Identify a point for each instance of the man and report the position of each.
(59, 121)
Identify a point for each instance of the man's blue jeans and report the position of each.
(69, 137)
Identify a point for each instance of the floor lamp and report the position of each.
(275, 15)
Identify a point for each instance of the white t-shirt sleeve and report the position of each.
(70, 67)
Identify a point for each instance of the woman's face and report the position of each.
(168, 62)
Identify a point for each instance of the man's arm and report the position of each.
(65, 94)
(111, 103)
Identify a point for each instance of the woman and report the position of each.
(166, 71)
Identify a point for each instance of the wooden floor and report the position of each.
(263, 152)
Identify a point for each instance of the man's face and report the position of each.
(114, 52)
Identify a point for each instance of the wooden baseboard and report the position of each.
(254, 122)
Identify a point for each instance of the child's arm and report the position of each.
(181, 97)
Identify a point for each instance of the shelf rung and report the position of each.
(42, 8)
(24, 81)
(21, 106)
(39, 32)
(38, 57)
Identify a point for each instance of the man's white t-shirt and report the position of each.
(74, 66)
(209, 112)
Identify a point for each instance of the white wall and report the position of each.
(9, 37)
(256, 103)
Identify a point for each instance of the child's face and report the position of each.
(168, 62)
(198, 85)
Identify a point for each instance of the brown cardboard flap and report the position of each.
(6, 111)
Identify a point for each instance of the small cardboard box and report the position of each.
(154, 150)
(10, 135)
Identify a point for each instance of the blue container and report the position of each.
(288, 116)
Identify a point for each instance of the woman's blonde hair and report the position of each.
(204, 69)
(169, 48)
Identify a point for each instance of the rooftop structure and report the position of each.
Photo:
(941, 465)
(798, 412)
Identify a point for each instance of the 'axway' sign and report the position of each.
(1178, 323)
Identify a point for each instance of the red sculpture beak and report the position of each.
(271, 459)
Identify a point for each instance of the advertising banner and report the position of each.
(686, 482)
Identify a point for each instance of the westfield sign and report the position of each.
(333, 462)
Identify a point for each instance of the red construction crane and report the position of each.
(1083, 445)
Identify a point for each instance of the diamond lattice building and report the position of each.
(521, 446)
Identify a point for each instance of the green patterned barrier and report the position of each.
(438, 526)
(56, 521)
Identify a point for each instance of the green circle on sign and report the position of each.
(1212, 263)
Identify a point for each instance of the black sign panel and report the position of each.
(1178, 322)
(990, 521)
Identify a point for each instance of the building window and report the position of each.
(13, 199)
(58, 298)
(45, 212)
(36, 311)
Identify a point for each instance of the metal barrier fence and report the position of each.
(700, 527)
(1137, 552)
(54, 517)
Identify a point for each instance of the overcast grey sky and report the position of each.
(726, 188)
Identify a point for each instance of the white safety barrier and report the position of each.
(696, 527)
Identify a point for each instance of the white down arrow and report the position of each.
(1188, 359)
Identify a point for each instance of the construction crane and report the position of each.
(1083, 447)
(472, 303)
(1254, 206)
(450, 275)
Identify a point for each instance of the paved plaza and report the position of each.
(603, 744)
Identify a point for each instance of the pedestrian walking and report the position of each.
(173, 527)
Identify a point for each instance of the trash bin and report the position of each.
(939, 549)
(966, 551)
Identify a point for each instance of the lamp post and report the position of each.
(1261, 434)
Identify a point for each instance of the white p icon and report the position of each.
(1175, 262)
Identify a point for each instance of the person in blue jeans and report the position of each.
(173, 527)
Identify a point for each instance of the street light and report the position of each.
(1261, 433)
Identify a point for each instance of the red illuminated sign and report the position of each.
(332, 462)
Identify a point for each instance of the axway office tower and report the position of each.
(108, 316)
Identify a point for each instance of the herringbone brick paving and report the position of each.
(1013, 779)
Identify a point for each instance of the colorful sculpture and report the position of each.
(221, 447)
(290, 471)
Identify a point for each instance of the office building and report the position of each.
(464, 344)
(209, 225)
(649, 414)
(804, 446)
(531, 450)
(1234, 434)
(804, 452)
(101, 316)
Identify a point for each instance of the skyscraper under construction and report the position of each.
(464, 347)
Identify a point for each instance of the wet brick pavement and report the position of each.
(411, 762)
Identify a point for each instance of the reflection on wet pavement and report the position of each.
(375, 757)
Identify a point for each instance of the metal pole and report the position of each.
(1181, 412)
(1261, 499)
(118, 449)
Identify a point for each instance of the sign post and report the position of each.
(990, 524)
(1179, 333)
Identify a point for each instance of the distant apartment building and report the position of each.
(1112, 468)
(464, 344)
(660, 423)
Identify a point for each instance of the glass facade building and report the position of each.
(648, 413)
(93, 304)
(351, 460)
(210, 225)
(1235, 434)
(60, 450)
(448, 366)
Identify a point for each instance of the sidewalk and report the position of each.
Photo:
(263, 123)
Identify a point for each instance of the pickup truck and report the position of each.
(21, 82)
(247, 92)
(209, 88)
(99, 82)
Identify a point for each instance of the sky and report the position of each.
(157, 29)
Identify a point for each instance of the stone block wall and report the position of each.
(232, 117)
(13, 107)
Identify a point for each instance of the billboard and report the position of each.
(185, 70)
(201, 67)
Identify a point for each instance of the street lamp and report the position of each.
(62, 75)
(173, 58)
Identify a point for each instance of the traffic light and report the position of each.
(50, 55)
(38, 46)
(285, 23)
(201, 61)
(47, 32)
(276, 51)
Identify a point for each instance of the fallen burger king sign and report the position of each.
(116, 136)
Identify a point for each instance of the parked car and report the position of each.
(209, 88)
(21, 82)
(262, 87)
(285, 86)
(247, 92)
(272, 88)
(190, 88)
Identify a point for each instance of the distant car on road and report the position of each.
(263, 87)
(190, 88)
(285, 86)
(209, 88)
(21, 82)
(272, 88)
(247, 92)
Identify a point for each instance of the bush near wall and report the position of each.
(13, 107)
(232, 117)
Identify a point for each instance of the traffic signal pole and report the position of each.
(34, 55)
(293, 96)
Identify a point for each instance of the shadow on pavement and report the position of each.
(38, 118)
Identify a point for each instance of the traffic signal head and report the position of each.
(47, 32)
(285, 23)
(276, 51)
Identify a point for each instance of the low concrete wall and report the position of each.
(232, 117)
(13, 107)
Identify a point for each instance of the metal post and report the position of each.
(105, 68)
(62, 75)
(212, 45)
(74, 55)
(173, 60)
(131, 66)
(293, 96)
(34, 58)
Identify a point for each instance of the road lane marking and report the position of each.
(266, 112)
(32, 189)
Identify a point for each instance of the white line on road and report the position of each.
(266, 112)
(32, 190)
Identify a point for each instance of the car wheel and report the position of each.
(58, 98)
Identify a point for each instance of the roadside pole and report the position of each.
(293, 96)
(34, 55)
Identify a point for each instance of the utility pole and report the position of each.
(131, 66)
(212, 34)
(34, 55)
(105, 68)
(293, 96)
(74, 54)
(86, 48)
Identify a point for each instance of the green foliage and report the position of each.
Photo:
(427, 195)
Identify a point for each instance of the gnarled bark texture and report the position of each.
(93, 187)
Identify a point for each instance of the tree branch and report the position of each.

*The problem:*
Rewrite the records above as a numbered list, starting at the line containing "Identify a point for each instance of the woman's blonde" and running down through the line containing "(1212, 263)", with both of those lines included and any blank lines left out.

*Expected output:*
1. Identify a point for each instance of the woman's blonde hair and report the position of each.
2. (204, 69)
3. (169, 48)
4. Identify a point for each instance of the rooftop structure and report the position of each.
5. Photo:
6. (941, 465)
7. (798, 412)
8. Identify a point for each instance of the 'axway' sign and report the position of each.
9. (1178, 323)
10. Identify a point for each instance of the red sculpture beak and report the position of each.
11. (271, 459)
12. Identify a point for each instance of the advertising banner and report the position of each.
13. (686, 482)
14. Identify a point for each instance of the westfield sign and report the position of each.
15. (333, 462)
16. Identify a point for each instance of the red construction crane and report the position of each.
17. (1083, 445)
18. Identify a point for each instance of the diamond lattice building and report the position of each.
19. (521, 446)
20. Identify a point for each instance of the green patterned barrier and report the position of each.
21. (438, 526)
22. (56, 521)
23. Identify a point for each instance of the green circle on sign and report the position of each.
24. (1212, 263)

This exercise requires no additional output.